▶ **PROVIDED TEXT**
# Uli John Roth and the Sky Guitar



## David (Apr 8, 2006)

Call me dumb, call me lame, call me a hypocrite for loving shred yet not knowing about the guitar of the inventor of shred... but anyone know the specs for the Sky Guitars he uses? Some are 36 frets, all are scalloped, all only use a bridge/middle pickup, 7 strings... and for some reason, I'm thinking it has a 30" scale. Yeah, pretty much, I want one, but aren't they Uli-only. Did he make them or something?

















[action=David]is a newb right now.[/action]


----------



## bostjan (Apr 8, 2006)

wow, i never saw that one before. I saw some of the six stringers with 36 frets, though.


----------



## Metal Ken (Apr 8, 2006)

17th street guitars made a ltd. run of them.
I THINK its normal scale, but all the frets are scalloped.


----------



## Papa Shank (Apr 8, 2006)

Metal Ken said:


> 17th street guitars made a ltd. run of them.
> I THINK its normal scale, but all the frets are scalloped.


Yeah, I'm fairly sure they were normal scale. At a push he might've had one that was 27" but I can't say for sure.


----------



## Shannon (Apr 8, 2006)

Things are normal up to the 24th or 29th fret, but from there, they are fretted ascending in whole tones.


----------



## XEN (Apr 8, 2006)

This is all they have up right now: http://www.17thstreetguitars.com/skyseries.html

They must not be pursuing it.


----------



## eleven59 (Apr 8, 2006)

Er...can you really call that a neck pickup? It's more like somewhere between the bridge and middle positions on most guitars, it's just that there's frets all the way up to that point.


----------



## David (Apr 8, 2006)

eleven59 said:


> Er...can you really call that a neck pickup? It's more like somewhere between the bridge and middle positions on most guitars, it's just that there's frets all the way up to that point.


doh! typo, yeah, I meant bridge.


----------



## Papa Shank (Apr 8, 2006)

there's some sort of pickup underneath the fretboard where the neck pickup would normally be btw.


----------



## David (Apr 8, 2006)

Papa Shank said:


> there's some sort of pickup underneath the fretboard where the neck pickup would normally be btw.


wooooh, damn that's trippy! I never knew that.


----------



## Jerich (Apr 8, 2006)

hold onto your hat.... i looked into getting one from 17th street music.......10,000.00 yeah that's right ten thousand dollars.....there really is no guitar on this planet worth that much............but i would still like to try one i guess i will at the Sky Guitar academy...........

▶ **ENTRIES**

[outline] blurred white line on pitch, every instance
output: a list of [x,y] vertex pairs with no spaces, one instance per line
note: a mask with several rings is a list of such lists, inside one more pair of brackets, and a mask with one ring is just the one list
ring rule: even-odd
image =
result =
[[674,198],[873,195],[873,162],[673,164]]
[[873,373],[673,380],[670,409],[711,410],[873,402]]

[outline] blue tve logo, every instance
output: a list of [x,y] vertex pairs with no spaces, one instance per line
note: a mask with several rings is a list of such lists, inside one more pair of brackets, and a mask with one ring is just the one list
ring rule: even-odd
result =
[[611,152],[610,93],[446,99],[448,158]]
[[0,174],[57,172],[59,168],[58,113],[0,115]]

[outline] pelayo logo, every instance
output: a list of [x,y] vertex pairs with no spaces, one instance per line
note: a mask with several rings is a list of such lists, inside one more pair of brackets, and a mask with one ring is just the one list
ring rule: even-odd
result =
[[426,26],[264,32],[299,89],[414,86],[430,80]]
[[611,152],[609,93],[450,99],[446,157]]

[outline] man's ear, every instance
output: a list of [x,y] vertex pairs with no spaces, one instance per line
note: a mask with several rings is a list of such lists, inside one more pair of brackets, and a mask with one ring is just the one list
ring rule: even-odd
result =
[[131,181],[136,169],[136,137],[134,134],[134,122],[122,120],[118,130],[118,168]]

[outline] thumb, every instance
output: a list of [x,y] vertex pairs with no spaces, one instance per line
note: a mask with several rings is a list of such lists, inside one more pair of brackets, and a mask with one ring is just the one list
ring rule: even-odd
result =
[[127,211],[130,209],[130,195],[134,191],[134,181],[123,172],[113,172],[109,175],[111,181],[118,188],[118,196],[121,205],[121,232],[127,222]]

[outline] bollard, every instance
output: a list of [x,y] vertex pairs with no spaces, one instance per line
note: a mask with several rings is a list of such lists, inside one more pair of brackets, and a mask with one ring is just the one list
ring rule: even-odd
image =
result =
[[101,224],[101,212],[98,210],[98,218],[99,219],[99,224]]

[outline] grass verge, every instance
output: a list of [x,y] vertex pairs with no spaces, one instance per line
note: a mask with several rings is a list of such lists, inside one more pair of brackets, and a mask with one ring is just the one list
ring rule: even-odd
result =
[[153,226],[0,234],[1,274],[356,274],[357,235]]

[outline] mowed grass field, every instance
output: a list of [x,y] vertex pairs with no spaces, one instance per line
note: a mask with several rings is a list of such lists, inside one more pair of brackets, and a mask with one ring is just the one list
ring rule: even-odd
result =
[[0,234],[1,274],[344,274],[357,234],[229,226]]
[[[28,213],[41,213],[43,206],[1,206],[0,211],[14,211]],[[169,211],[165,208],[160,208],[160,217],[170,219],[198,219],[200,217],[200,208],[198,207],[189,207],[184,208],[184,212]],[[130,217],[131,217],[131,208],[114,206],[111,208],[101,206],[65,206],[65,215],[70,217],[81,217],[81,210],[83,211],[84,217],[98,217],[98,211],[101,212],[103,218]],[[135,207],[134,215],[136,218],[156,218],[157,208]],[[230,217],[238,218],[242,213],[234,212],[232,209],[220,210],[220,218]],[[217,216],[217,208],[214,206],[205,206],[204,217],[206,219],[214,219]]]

▶ **PROBLEM 1**
Per the Sky Guitar forum thread, what price did Jerich find for one from 17th Street Music?
▶ **PROBLEM 2**
Extend the Sky Guitar forum thread with a few more replies, starting after its last post.

▶ **EXERCISE OUTPUT 1**
Ten thousand dollars ($10,000).

▶ **EXERCISE OUTPUT 2**
----------



## David (Apr 8, 2006)

Jerich said:


> hold onto your hat.... i looked into getting one from 17th street music.......10,000.00 yeah that's right ten thousand dollars.....there really is no guitar on this planet worth that much............but i would still like to try one i guess i will at the Sky Guitar academy...........


that's nothing, mine cost $11,000.


That price is rediculous. Even if it was custom made, like conklins and stuff, it still couldn't exceed $5000. That's straight up BULL.


----------



## Metal Ken (Apr 8, 2006)

i remember reading they'd cost 15k? I guess the price went down.


----------



## Papa Shank (Apr 8, 2006)

Yeah, buy 'em now lads while they're on discount!!


----------



## Skeksis (Apr 8, 2006)

I love Uli's stuff. Beautiful tone and amazing playing.

Yeh well to throw some more info, he uses a custom built active pickup system, the MegaWing pickup or sumtin. I read somwhere the pickups alone were like $1,000.


----------



## Ancestor (Apr 10, 2006)

It's a lot of dough. If I were a billionaire, I would probably buy one. You could probably order a nice custom that had similar features for a lot less.


----------



## Papa Shank (Apr 10, 2006)

Ancestor said:


> It's a lot of dough. If I were a billionaire, I would probably buy one. You could probably order a nice custom that had similar features for a lot less.


Someone did try to do a cheaper version of it, they stopped when they were threatened with legal action.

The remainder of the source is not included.